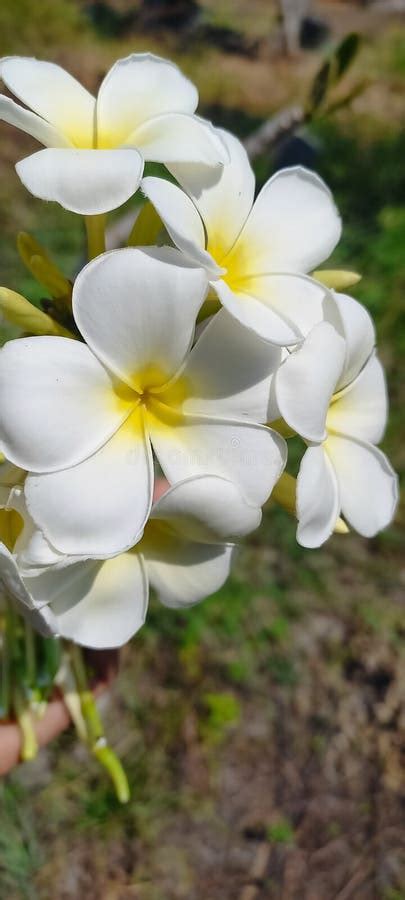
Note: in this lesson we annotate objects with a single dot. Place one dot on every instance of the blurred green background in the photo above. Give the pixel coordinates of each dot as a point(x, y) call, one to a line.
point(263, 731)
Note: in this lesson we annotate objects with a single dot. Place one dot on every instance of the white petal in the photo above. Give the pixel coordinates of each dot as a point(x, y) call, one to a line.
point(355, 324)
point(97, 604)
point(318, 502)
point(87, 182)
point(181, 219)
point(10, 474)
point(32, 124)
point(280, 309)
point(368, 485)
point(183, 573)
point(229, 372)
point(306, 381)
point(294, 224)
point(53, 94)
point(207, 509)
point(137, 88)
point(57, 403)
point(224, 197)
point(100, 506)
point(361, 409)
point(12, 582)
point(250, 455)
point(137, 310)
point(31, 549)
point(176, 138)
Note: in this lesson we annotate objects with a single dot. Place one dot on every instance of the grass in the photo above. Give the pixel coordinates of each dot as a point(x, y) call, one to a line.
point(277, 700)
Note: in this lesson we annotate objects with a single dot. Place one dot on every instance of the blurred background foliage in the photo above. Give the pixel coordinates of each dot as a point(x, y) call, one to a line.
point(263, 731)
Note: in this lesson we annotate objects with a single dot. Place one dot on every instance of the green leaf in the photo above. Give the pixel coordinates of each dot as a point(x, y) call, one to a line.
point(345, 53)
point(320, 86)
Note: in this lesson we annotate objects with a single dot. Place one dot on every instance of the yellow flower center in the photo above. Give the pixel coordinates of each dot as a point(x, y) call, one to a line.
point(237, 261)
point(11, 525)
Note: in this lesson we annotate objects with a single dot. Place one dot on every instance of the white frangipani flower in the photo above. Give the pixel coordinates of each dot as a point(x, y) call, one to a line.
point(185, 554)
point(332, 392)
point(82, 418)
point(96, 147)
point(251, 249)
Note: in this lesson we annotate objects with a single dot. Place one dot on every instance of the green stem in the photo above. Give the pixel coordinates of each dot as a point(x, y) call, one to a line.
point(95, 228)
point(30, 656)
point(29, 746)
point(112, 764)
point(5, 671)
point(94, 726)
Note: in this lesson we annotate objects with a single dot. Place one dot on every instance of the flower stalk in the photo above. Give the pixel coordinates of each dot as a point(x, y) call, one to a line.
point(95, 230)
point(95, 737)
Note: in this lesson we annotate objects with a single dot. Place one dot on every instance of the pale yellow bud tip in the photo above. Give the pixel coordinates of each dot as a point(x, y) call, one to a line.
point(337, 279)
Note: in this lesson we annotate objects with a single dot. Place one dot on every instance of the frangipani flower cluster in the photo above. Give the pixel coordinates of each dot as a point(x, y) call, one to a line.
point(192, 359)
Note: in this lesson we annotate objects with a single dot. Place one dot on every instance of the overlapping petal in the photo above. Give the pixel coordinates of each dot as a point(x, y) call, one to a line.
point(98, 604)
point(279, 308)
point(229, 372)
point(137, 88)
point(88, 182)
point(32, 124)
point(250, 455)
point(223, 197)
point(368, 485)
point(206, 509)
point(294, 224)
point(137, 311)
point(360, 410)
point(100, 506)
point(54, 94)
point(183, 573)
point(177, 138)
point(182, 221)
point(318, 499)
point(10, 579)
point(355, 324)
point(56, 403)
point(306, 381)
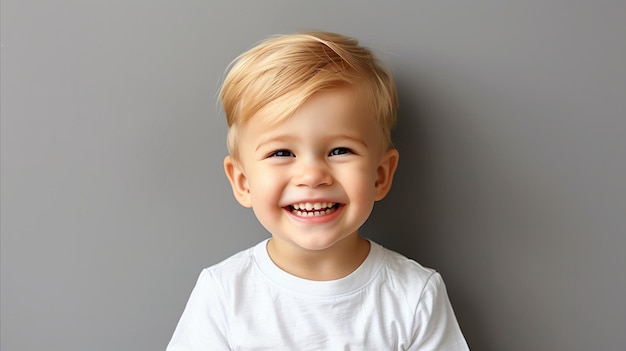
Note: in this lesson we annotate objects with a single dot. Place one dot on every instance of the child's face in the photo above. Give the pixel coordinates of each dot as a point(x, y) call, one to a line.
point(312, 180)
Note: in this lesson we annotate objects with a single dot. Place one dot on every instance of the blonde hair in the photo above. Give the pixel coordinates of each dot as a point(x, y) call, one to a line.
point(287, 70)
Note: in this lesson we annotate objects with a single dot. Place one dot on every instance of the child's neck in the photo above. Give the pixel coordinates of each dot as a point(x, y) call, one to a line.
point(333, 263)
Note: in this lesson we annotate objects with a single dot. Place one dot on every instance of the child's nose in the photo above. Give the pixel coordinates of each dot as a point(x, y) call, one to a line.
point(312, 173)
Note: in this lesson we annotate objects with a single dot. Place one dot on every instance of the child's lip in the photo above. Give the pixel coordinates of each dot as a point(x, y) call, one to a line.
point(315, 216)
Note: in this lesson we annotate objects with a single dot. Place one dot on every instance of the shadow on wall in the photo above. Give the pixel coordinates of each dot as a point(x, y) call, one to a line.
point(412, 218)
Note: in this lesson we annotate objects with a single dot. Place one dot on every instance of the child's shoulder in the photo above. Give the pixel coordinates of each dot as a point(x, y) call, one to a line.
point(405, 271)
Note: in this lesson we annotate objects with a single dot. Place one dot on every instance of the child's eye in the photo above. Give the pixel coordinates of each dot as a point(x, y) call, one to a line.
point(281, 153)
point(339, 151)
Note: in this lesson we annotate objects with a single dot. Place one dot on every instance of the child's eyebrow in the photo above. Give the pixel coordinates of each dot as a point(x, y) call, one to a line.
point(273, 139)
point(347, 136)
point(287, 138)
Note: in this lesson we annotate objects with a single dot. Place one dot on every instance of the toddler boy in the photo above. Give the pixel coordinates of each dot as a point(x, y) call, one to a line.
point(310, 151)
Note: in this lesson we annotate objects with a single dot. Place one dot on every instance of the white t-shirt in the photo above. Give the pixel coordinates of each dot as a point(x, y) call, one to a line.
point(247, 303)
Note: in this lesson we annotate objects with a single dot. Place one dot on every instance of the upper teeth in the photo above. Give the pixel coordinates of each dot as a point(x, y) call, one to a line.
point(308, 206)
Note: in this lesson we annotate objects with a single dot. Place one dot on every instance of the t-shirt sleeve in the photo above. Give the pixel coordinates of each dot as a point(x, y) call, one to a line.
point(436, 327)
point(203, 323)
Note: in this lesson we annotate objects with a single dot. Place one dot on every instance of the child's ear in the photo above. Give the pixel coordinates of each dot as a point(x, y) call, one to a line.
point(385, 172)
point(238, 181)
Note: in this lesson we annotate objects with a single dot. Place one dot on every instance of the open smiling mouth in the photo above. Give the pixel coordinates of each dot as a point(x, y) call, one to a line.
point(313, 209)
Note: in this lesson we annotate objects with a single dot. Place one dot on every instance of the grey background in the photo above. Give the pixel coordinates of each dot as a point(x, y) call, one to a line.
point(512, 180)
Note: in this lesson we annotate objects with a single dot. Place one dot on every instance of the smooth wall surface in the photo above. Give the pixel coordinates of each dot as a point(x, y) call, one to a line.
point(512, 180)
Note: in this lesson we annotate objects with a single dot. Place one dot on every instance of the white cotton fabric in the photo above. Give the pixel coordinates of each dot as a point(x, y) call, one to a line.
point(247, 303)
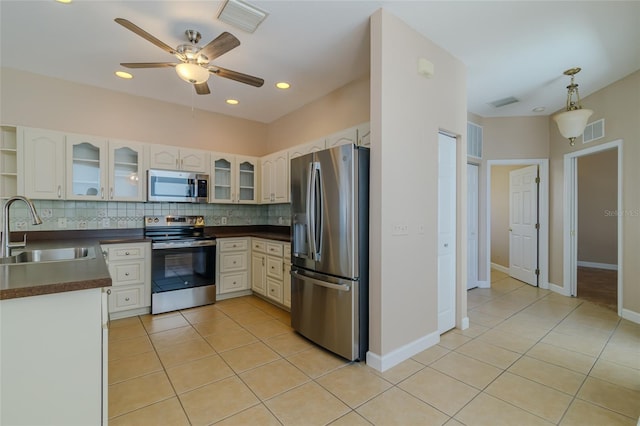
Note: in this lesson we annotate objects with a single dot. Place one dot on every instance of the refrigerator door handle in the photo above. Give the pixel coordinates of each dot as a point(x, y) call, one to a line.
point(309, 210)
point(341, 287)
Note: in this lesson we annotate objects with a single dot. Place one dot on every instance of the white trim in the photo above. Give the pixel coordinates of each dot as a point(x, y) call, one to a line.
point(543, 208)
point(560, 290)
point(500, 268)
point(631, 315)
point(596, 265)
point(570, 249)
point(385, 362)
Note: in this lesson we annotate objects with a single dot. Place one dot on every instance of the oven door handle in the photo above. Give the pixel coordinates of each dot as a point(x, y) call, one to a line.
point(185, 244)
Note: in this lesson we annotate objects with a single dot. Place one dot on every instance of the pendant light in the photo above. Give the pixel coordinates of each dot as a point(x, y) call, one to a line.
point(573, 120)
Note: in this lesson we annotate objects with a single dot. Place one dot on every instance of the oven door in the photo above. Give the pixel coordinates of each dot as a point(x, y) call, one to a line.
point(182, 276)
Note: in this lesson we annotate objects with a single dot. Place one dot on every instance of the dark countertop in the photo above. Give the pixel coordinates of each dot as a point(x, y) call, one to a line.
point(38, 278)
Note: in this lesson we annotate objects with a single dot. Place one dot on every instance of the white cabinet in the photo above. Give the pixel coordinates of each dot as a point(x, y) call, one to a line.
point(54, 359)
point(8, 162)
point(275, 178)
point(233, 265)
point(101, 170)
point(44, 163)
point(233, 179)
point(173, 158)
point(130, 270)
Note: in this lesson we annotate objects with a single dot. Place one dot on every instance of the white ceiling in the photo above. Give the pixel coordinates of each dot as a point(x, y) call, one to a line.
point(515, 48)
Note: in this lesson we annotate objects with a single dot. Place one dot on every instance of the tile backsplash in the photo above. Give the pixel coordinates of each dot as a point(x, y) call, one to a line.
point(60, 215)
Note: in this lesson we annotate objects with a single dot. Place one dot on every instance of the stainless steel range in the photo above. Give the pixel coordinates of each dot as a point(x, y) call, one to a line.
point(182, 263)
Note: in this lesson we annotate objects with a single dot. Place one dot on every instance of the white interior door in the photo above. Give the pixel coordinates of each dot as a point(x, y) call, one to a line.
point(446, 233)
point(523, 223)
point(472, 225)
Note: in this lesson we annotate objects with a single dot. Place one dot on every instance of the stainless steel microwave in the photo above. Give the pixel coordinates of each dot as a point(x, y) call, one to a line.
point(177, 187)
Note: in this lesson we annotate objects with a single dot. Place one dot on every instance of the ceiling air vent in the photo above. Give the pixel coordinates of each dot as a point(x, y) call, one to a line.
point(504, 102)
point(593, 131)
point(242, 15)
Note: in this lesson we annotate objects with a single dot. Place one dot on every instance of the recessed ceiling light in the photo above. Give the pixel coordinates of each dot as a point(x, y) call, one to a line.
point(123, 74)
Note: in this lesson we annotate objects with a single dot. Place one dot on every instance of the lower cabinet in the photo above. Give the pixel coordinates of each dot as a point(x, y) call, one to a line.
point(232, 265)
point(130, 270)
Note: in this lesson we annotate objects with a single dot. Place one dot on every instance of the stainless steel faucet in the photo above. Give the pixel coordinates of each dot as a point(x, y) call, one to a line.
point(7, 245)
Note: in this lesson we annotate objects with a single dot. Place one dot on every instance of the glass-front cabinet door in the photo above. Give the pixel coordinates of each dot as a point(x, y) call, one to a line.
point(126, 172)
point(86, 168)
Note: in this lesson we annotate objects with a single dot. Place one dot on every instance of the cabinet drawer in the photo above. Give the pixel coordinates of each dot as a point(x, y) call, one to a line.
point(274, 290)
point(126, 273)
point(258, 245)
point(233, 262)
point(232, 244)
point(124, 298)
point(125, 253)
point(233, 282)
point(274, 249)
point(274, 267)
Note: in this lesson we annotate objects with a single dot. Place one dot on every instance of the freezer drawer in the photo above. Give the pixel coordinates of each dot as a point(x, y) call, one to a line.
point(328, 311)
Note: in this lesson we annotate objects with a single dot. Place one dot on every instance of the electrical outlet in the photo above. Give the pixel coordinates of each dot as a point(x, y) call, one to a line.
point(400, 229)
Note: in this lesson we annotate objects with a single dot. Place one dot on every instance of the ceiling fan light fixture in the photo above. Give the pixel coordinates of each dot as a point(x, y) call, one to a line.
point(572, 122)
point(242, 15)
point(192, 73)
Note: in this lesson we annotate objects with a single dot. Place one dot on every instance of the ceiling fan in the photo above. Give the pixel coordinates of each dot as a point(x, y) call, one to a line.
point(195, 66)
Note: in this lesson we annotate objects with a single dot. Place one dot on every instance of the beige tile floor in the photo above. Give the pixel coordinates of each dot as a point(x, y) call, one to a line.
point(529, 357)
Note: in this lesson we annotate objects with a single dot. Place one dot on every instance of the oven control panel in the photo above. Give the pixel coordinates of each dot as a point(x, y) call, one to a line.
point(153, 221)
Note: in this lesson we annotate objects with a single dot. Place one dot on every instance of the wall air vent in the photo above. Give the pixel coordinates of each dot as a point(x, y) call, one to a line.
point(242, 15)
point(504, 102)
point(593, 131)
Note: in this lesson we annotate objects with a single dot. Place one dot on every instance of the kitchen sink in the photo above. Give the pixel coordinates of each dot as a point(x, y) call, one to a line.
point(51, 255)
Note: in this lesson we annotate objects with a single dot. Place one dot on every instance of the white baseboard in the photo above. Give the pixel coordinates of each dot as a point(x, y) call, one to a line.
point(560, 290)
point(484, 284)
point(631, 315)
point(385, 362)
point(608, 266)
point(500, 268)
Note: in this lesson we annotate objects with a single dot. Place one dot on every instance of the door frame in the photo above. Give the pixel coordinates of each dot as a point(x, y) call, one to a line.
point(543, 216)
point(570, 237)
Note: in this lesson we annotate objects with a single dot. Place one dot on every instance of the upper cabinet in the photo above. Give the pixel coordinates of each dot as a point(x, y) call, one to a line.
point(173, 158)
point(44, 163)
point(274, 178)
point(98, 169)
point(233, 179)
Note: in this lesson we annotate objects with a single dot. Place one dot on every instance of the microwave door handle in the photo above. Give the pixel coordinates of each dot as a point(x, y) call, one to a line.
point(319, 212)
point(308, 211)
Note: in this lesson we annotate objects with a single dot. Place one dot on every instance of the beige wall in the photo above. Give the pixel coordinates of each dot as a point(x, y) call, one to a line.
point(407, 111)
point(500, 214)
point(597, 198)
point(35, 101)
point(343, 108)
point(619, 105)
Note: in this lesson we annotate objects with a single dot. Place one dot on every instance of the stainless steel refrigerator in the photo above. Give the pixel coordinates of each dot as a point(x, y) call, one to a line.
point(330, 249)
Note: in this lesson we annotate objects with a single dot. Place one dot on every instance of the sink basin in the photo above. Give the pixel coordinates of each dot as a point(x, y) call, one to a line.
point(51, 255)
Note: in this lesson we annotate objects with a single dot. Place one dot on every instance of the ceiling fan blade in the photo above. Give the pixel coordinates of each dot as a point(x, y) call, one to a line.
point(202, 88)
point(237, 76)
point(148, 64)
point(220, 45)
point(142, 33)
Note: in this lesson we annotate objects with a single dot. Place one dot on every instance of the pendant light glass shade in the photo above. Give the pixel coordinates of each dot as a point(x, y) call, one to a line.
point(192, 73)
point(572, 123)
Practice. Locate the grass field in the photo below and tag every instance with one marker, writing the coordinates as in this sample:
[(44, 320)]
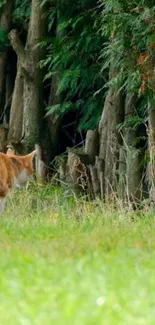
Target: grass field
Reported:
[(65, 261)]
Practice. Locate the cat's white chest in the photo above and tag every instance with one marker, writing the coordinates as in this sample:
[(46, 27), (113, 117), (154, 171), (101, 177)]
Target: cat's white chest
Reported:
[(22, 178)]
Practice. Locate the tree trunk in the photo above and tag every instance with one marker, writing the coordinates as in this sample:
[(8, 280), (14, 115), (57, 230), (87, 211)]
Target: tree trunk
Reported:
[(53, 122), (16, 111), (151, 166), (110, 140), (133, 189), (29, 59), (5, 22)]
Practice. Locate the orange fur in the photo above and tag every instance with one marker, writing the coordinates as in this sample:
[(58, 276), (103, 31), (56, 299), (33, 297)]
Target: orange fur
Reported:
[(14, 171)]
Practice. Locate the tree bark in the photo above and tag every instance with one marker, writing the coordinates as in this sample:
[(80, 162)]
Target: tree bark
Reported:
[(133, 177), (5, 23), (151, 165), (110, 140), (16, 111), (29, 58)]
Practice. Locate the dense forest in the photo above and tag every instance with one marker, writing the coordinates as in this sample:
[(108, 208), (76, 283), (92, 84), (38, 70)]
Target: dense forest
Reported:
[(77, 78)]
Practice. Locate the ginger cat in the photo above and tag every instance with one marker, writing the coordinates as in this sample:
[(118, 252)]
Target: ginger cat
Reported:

*Consegna:*
Converti in CSV a due colonne, intestate testo e risposta, i dati a partire dalla riga che contiene "the child's face" e fino alla riga che contiene "point(312, 173)", estremi inclusi. Metti ogni testo con la sua risposta su una riga, con ciascun campo tra virgolette e gli a capo sostituiti da spazi.

*Risposta:*
testo,risposta
"Note: in this lesson we annotate objects with a single dot. Place one dot on every instance of the child's face in the photo above. Give the pixel coordinates of each dot as a point(x, y) call, one to a line.","point(312, 180)"
"Note: in this lesson we annotate objects with a single dot. Place one dot on every instance of the blonde hair in the photo above. Give the pixel coordinates of each dot as a point(x, y) call, one to a line.","point(287, 70)"
"Note: in this lesson we annotate objects with a single dot. Place one dot on every instance of the child's neck in the photo above. Give the pixel coordinates of each dot as a point(x, y) call, one to a line.","point(333, 263)"
"Note: in this lesson we annotate objects with a single dot. Place one dot on every instance of the child's nose in the photo above. Give the pixel coordinates of each dot as a point(x, y) call, one to a line.","point(312, 173)"